-- Text shown start --

To be valid, the appellate waiver must have been knowing, intelligent, and voluntary. See, e.g., United States v. Thornsbury , 670 F.3d 532, 537 (4th Cir. 2012); Blick , 408 F.3d at 169. "Generally, if a district court questions a defendant regarding the waiver of appellate rights during the Rule 11 colloquy and the record indicates that the defendant understood the full significance of the waiver, the waiver is valid." Thornsbury , 670 F.3d at 537; see United States v. Copeland , 707 F.3d 522, 528 (4th Cir. 2013). At his Rule 11 hearing, Nunez affirmed that he had read and discussed his plea agreement with his lawyer, and after hearing the court read his appellate waiver aloud, affirmed that he understood the rights he was giving up through the waiver. Arraignment Tr. 8-9. Thus, Nunez's waiver was valid. Moreover, in his waiver, Nunez reserved only the right "to appeal based upon grounds of ineffective assistance of counsel and prosecutorial misconduct not known to [him] at the time of [his] guilty plea." Thus, the claims Nunez raises about the calculation of his advisory guideline range are within the scope of his appellate waiver, and are dismissed. Cf. Nunez, 396 F.Appx. at 46 (enforcing the appellate waiver on direct appeal).
Nunez next argues that he was denied his Sixth Amendment right to effective assistance of counsel. "The Sixth Amendment entitles criminal defendants to the effective assistance of counsel-that is, representation that does not fall below an objective standard of reasonableness in light of prevailing professional norms." Bobby v. Van Hook , 558 U.S. 4, 7 (2009) (per curiam) (quotation omitted); see Strickland v. Washington , 466 U.S. 668, 687-91 (1984). The Sixth Amendment right to counsel extends to all critical stages of a criminal proceeding. See, e.g., Missouri v. Frye , 132 S.Ct. 1399, 1405 (2012); Lafler v. Cooper , 132 S.Ct. 1376, 1385 (2012); Smith v. Murray , 477 U.S. 527, 535-36 (1986).
An individual alleging ineffective assistance of counsel must demonstrate that counsel's representation fell below an objective standard of reasonableness and that counsel's deficient performance caused the individual prejudice. See Strickland , 466 U.S. at 687; see also Frye , 132 S.Ct. at 1409-10; Lafler , 132 S.Ct. at 1384-85; Hill v. Lockhart , 474 U.S. 52, 57-58 (1985); Bell v. Jarvis , 236 F.3d 149, 164 (4th Cir. 2000) (en banc). When determining whether counsel's representation was objectively unreasonable, a court must be "highly deferential" to counsel's performance and must attempt to "eliminate the distorting effects of hindsight." Strickland , 466 U.S. at 689. Therefore, the "court must indulge a strong presumption that counsel's conduct falls within the wide range of reasonable professional assistance." Id . The individual also must show that counsel's deficient performance caused him prejudice; that is, by showing that there is a "reasonable probability" that, but for the deficiency, "the result of the proceeding would have been different." Id. at 694.

-- Text shown end --

The task:
Determine whether each of the following statements agrees with the passage on the appellate waiver and effective assistance of counsel. For each, answer yes or no and quote the words of the passage that decide it.
1. Nunez's waiver reserved the right to appeal on grounds of ineffective assistance of counsel and prosecutorial misconduct not known to him when he pleaded guilty.
2. The Sixth Amendment right to counsel applies only at trial.
3. In judging whether counsel's representation was objectively unreasonable, a court must be highly deferential to counsel's performance.

-- Listed records start --

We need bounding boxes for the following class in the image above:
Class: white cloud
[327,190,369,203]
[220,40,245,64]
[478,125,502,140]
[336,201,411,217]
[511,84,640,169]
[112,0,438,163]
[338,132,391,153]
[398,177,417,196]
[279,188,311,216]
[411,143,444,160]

-- Listed records end --

Exercise result:
1. Yes: "to appeal based upon grounds of ineffective assistance of counsel and prosecutorial misconduct not known to [him] at the time of [his] guilty plea."
2. No: "The Sixth Amendment right to counsel extends to all critical stages of a criminal proceeding."
3. Yes: "a court must be "highly deferential" to counsel's performance"